Instruction -> Repeat exactly the lines from the line containing "Could you point to the woman shopper" to the last line of the listing, including both.

Records to use ->
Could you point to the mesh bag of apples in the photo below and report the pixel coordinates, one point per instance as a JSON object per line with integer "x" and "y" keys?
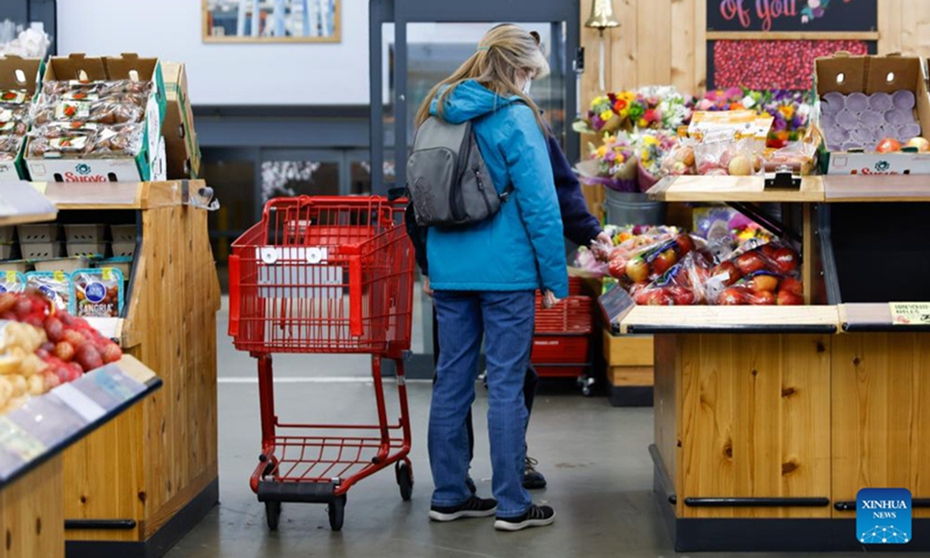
{"x": 686, "y": 270}
{"x": 42, "y": 347}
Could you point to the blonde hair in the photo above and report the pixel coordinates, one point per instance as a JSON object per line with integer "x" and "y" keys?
{"x": 503, "y": 51}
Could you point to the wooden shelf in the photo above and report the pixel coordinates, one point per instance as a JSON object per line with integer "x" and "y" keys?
{"x": 749, "y": 319}
{"x": 20, "y": 203}
{"x": 115, "y": 195}
{"x": 872, "y": 318}
{"x": 733, "y": 189}
{"x": 885, "y": 188}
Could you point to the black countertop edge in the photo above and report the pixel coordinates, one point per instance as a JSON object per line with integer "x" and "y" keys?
{"x": 151, "y": 386}
{"x": 731, "y": 328}
{"x": 884, "y": 328}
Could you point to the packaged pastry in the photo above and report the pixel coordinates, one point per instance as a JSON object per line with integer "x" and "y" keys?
{"x": 103, "y": 111}
{"x": 93, "y": 90}
{"x": 97, "y": 293}
{"x": 86, "y": 140}
{"x": 9, "y": 147}
{"x": 14, "y": 96}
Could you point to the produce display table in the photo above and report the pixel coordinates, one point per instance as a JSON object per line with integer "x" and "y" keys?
{"x": 769, "y": 420}
{"x": 159, "y": 475}
{"x": 32, "y": 516}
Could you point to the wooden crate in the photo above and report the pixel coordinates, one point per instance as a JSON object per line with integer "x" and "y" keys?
{"x": 629, "y": 367}
{"x": 628, "y": 350}
{"x": 142, "y": 481}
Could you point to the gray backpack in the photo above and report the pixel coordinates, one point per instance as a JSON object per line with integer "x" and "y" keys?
{"x": 447, "y": 178}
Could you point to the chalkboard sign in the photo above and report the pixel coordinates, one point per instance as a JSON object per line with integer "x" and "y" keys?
{"x": 792, "y": 15}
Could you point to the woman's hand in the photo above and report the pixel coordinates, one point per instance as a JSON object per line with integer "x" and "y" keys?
{"x": 549, "y": 300}
{"x": 426, "y": 289}
{"x": 601, "y": 246}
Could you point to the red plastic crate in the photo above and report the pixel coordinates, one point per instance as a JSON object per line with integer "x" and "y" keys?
{"x": 560, "y": 349}
{"x": 574, "y": 314}
{"x": 576, "y": 286}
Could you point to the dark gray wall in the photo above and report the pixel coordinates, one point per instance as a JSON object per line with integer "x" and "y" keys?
{"x": 25, "y": 11}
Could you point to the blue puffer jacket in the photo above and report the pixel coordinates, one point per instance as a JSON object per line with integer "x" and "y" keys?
{"x": 520, "y": 248}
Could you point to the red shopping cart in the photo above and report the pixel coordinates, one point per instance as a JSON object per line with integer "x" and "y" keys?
{"x": 325, "y": 275}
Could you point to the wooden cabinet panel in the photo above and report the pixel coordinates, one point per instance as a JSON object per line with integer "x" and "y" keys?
{"x": 755, "y": 422}
{"x": 881, "y": 414}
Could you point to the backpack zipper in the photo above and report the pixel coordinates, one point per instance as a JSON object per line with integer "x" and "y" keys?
{"x": 484, "y": 193}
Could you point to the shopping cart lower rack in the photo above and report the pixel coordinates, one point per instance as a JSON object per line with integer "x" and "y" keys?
{"x": 325, "y": 275}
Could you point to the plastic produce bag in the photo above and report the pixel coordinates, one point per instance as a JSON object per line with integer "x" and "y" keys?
{"x": 762, "y": 275}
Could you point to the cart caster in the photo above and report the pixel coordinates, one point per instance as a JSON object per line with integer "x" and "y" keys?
{"x": 272, "y": 514}
{"x": 404, "y": 479}
{"x": 587, "y": 385}
{"x": 337, "y": 512}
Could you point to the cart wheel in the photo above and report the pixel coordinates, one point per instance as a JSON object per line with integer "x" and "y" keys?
{"x": 273, "y": 514}
{"x": 337, "y": 510}
{"x": 404, "y": 479}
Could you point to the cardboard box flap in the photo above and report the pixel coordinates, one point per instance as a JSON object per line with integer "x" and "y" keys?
{"x": 892, "y": 73}
{"x": 19, "y": 73}
{"x": 131, "y": 66}
{"x": 868, "y": 74}
{"x": 76, "y": 66}
{"x": 842, "y": 73}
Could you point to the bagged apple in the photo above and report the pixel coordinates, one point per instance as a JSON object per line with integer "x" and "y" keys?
{"x": 757, "y": 275}
{"x": 682, "y": 285}
{"x": 644, "y": 264}
{"x": 97, "y": 293}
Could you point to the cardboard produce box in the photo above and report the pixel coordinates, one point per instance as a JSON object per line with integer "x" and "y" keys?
{"x": 17, "y": 73}
{"x": 873, "y": 74}
{"x": 182, "y": 148}
{"x": 142, "y": 167}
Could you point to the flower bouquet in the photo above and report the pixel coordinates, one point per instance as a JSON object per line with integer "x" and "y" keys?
{"x": 611, "y": 164}
{"x": 650, "y": 107}
{"x": 650, "y": 147}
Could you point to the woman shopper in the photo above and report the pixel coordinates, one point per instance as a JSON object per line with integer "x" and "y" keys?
{"x": 484, "y": 279}
{"x": 580, "y": 227}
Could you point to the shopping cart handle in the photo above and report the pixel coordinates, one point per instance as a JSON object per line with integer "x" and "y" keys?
{"x": 234, "y": 298}
{"x": 355, "y": 296}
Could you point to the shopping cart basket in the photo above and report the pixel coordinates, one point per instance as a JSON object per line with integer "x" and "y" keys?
{"x": 324, "y": 275}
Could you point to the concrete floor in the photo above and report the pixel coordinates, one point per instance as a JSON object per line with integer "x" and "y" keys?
{"x": 594, "y": 456}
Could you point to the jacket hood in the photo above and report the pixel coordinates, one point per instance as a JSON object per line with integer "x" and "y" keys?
{"x": 470, "y": 100}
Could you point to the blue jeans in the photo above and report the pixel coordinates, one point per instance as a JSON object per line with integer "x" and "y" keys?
{"x": 505, "y": 319}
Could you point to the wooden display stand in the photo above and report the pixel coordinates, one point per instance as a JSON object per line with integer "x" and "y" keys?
{"x": 137, "y": 485}
{"x": 31, "y": 515}
{"x": 769, "y": 420}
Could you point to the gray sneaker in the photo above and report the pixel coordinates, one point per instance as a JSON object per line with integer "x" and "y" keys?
{"x": 533, "y": 479}
{"x": 473, "y": 507}
{"x": 535, "y": 516}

Answer to this task ->
Could you point to the woman shopper in the photo above and report the pixel coordinates, one point per instance as a JSON object per line with integer "x" and "y" keys?
{"x": 484, "y": 279}
{"x": 580, "y": 227}
Could you point to the shopping cart handle in the photo above and report the pixel coordinates, one point per instance as a JSON object per line with integer "x" and "y" keys?
{"x": 234, "y": 298}
{"x": 355, "y": 296}
Could you point to the shopping cart basket in the photo above and report the pixel coordinates, one point per instance as a JSON object per line with integer "x" and "y" keys?
{"x": 324, "y": 275}
Could you point to the concrete floor in the photo above and report the pixel coordinates, one point per instance as a JSON object per line with integer "x" and "y" keys?
{"x": 594, "y": 456}
Could you point to the jacket hood in the photo above and report the pixel coordinates, one point per instance as a JSON object per line with integer "x" and "y" keys?
{"x": 470, "y": 100}
Could you point to the blue jeans in the photo above and report the pixel coordinates, one point per instance as a JSON object per line with integer "x" and "y" keys?
{"x": 505, "y": 319}
Could you point to the wooden display stand in the photo above and report the pixel coordinates, one point per instance as a JSON object per line with integer "x" and "y" keys?
{"x": 137, "y": 485}
{"x": 31, "y": 515}
{"x": 769, "y": 420}
Could you point to the gray sneaker in the photo above and report the pixel coordinates, one point per instance as a JSON object per line with integer "x" and "y" keys?
{"x": 533, "y": 479}
{"x": 473, "y": 507}
{"x": 535, "y": 516}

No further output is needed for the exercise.